[Entries drawn from a collection]
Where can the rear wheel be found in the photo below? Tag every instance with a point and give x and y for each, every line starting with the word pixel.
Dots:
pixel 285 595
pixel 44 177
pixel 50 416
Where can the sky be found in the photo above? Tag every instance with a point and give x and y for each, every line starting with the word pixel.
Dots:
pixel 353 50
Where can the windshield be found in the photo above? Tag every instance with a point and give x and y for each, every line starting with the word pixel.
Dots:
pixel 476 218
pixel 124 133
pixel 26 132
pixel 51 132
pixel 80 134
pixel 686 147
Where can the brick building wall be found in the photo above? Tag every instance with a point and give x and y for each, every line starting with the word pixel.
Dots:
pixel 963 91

What this task involves: Retype all of the records above word for word, keeping every character unchanged.

Solution to this task:
Where can the rear wheel be found in the photo below? Tag every instance with a point and give x and y for each, every line starting with the word pixel.
Dots:
pixel 285 595
pixel 44 177
pixel 50 416
Where can the sky be found in the photo above? Tag every instance with a point and give x and y for each, every line starting with the word pixel.
Dots:
pixel 353 50
Where can the windshield be found in the photo above? Tag every instance with a point and give x and y for each, every line starting with the word pixel.
Dots:
pixel 476 218
pixel 124 133
pixel 26 132
pixel 51 132
pixel 80 134
pixel 686 147
Where can the brick building wall be found in the photo above? Tag every instance with a point and give x and y for each, every line starting with the word pixel.
Dots:
pixel 963 91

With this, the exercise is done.